* Task details
Restate each entry below without changing a word.
··········
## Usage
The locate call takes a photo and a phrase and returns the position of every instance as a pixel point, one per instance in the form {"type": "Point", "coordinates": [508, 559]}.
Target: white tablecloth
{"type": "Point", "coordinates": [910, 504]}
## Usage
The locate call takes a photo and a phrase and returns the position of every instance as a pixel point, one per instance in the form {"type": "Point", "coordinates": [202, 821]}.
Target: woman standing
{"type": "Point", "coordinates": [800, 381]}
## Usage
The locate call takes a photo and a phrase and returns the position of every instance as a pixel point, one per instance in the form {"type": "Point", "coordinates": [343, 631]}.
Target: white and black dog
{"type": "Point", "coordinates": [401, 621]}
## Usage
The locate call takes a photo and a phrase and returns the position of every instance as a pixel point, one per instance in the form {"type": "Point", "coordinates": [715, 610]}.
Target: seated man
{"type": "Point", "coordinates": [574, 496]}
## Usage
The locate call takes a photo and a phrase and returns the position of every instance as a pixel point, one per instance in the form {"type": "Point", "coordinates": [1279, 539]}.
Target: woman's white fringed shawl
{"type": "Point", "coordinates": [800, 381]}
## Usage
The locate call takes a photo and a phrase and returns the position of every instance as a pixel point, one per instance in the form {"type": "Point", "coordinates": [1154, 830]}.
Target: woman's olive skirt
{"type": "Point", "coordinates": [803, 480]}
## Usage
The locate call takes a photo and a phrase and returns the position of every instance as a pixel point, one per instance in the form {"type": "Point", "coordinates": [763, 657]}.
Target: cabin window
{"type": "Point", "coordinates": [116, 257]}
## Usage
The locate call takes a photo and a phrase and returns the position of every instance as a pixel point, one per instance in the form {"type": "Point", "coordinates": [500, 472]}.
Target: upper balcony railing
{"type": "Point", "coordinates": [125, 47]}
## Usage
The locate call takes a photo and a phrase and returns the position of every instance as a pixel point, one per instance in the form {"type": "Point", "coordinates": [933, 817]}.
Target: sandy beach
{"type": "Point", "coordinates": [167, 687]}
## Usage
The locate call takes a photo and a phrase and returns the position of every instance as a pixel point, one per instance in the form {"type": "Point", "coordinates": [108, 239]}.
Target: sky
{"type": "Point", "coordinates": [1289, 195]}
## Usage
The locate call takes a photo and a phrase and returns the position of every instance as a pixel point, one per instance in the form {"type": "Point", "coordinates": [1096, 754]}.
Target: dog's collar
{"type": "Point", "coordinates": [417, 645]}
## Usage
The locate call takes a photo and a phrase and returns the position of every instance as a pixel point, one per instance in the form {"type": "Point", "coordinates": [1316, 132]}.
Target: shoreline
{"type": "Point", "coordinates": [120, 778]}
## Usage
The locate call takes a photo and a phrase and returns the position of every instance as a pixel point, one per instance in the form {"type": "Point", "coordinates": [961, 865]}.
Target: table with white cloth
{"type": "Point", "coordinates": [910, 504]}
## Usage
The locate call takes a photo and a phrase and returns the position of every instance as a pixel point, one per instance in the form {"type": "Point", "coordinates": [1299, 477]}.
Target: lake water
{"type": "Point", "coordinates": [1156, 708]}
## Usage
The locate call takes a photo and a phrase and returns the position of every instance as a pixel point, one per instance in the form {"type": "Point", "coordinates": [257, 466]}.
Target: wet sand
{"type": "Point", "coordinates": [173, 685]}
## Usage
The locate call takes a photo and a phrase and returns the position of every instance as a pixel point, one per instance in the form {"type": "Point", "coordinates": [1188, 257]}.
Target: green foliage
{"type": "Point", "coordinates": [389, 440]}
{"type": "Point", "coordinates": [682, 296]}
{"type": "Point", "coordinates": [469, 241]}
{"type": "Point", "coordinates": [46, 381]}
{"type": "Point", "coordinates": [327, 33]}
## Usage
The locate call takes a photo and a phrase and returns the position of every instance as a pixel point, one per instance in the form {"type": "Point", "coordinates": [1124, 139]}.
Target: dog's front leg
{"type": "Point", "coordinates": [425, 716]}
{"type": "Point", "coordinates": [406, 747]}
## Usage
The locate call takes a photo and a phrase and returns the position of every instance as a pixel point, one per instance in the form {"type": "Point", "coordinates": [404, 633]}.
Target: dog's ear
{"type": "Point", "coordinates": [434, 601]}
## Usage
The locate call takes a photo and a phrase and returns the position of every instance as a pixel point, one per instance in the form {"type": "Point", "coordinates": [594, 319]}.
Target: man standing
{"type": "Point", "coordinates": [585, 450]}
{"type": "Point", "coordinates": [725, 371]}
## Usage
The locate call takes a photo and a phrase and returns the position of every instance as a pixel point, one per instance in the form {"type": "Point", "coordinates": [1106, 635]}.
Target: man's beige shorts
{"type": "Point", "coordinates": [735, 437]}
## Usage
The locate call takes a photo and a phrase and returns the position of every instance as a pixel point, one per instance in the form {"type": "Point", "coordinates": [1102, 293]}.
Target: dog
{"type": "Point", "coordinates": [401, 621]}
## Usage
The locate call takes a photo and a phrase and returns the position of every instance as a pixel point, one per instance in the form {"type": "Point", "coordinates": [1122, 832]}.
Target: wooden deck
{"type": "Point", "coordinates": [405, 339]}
··········
* Written response
## Usage
The locate call takes a photo and a phrase and returns the position of every instance as a pixel point, one per instance in the form {"type": "Point", "coordinates": [508, 559]}.
Target: white tablecloth
{"type": "Point", "coordinates": [910, 504]}
## Usage
The locate call takes a photo and a phrase and returns the position of every instance as a pixel point, one per instance in the form {"type": "Point", "coordinates": [202, 821]}.
Target: woman standing
{"type": "Point", "coordinates": [800, 381]}
## Usage
The locate call takes a photo and a phrase and returns the position of every instance as a pixel point, one per instance in the form {"type": "Point", "coordinates": [343, 631]}.
Target: white and black dog
{"type": "Point", "coordinates": [401, 621]}
## Usage
The locate call takes a photo and a phrase and returns the position of every instance as a pixel point, one per instance in the form {"type": "Point", "coordinates": [715, 610]}.
Target: seated man
{"type": "Point", "coordinates": [574, 496]}
## Usage
The locate call takes a photo and a phrase and returns the position of every instance as a pixel point, one per instance in the form {"type": "Point", "coordinates": [1279, 539]}.
Target: woman's white fringed shawl
{"type": "Point", "coordinates": [800, 381]}
## Usage
The locate call takes a photo and a phrase and returns the position of every instance as a pixel point, one per instance in the form {"type": "Point", "coordinates": [1154, 830]}.
Target: woman's olive skirt
{"type": "Point", "coordinates": [803, 480]}
## Usage
The locate call takes a photo and a phrase and returns the position of every instance as a pixel point, one per instance in the form {"type": "Point", "coordinates": [763, 657]}.
Target: cabin window
{"type": "Point", "coordinates": [116, 257]}
## Usage
The locate call takes a photo and a phrase and returns the position of every instance as a pixel point, one per instance in the form {"type": "Point", "coordinates": [500, 472]}.
Target: upper balcony railing
{"type": "Point", "coordinates": [125, 47]}
## Usage
The locate call takes a photo and a phrase and returns the position of every instance as a pixel point, one per instance in the form {"type": "Point", "coordinates": [933, 817]}.
Target: sandy beach
{"type": "Point", "coordinates": [167, 687]}
## Usage
The locate call takes a photo and a phrase and returns the position of every instance as a pixel point, one per instance in the form {"type": "Point", "coordinates": [108, 239]}.
Target: sky
{"type": "Point", "coordinates": [1289, 195]}
## Usage
The locate call takes a photo and a phrase and returns the position of every instance as a pixel point, one per instance in the form {"type": "Point", "coordinates": [1096, 754]}.
Target: dog's collar
{"type": "Point", "coordinates": [417, 645]}
## Usage
The locate call takes a photo and a phrase and returns the position of every instance as a pixel point, one per instance in the form {"type": "Point", "coordinates": [1316, 132]}.
Target: shoreline
{"type": "Point", "coordinates": [120, 778]}
## Usage
The locate call takes a photo and a phrase and returns the position of every instance as a pixel point, one per instance in the form {"type": "Point", "coordinates": [961, 865]}.
Target: table with white cloth
{"type": "Point", "coordinates": [910, 504]}
## Usage
The locate call takes a photo and a phrase and returns the position of every instance as a pixel point, one per instance in the form {"type": "Point", "coordinates": [1299, 477]}.
Target: lake water
{"type": "Point", "coordinates": [1156, 708]}
## Usage
The locate call takes a photo and a phrase and returns the position of every instance as a pixel point, one per instance in the form {"type": "Point", "coordinates": [257, 466]}.
Target: wet sand
{"type": "Point", "coordinates": [173, 685]}
## Usage
The locate call takes a photo and a phrase and returns the position of every instance as a pixel point, one per instance in the form {"type": "Point", "coordinates": [1188, 257]}.
Target: green foliage
{"type": "Point", "coordinates": [389, 440]}
{"type": "Point", "coordinates": [682, 296]}
{"type": "Point", "coordinates": [469, 241]}
{"type": "Point", "coordinates": [46, 381]}
{"type": "Point", "coordinates": [327, 33]}
## Usage
The locate call takes a photo and a phrase and returns the position of every instance as a pixel point, one per instance in the form {"type": "Point", "coordinates": [1124, 139]}.
Target: dog's front leg
{"type": "Point", "coordinates": [425, 716]}
{"type": "Point", "coordinates": [406, 747]}
## Usage
The locate call takes a photo and a phrase and returns the position of every instance as a pixel point, one per instance in the form {"type": "Point", "coordinates": [404, 633]}.
Target: dog's ear
{"type": "Point", "coordinates": [434, 601]}
## Usage
The locate call takes a photo and a phrase and returns the position of every instance as a pixel point, one per instance in the form {"type": "Point", "coordinates": [594, 319]}.
Target: man standing
{"type": "Point", "coordinates": [585, 450]}
{"type": "Point", "coordinates": [725, 371]}
## Usage
The locate call takes a photo and a phrase and returns the position of every instance as a pixel point, one per instance in the form {"type": "Point", "coordinates": [1106, 635]}.
Target: man's beige shorts
{"type": "Point", "coordinates": [735, 437]}
## Usage
The locate call takes a photo and a phrase and returns the position of every instance as a pixel point, one per instance in the form {"type": "Point", "coordinates": [1102, 293]}.
Target: dog
{"type": "Point", "coordinates": [401, 621]}
## Usage
The locate call takes a photo and a phrase and returns the position of every instance as a pixel point, one per instance in the form {"type": "Point", "coordinates": [1122, 832]}.
Target: wooden deck
{"type": "Point", "coordinates": [405, 339]}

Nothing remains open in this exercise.